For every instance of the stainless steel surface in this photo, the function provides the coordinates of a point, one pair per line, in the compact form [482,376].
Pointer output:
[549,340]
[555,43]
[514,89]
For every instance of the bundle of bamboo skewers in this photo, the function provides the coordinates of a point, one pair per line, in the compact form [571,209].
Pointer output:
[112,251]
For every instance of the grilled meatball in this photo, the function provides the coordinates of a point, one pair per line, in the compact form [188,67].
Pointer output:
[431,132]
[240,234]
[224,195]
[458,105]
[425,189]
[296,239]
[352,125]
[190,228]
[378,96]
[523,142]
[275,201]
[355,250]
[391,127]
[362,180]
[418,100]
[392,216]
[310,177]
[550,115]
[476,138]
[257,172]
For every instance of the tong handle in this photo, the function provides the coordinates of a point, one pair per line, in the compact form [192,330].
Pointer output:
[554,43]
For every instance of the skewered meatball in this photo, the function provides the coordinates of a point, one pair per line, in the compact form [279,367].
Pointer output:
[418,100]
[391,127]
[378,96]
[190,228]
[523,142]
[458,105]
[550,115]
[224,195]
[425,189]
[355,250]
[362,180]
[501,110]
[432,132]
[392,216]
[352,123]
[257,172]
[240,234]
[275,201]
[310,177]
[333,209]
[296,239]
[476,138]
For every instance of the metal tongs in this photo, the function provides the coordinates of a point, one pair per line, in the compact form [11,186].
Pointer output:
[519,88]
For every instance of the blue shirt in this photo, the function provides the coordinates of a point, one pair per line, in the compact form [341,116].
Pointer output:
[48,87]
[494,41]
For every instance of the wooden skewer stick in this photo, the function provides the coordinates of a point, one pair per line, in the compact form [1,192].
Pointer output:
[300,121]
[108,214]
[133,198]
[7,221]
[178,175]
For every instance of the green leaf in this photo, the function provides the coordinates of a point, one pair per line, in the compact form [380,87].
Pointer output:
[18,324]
________________
**Requirement:**
Recast everything from the line containing "For every instance of the green" down to the end of the data as a Markdown table with the columns Row and Data line, one numbered row per line and no blank lines.

**Solution to the exercise:**
| Row | Data line |
|---|---|
| 1 | For every instance of the green leaf in this photo, the function provides the coordinates of a point, one pair per line, in the compact form [380,87]. |
| 2 | Pointer output: |
| 3 | [18,324] |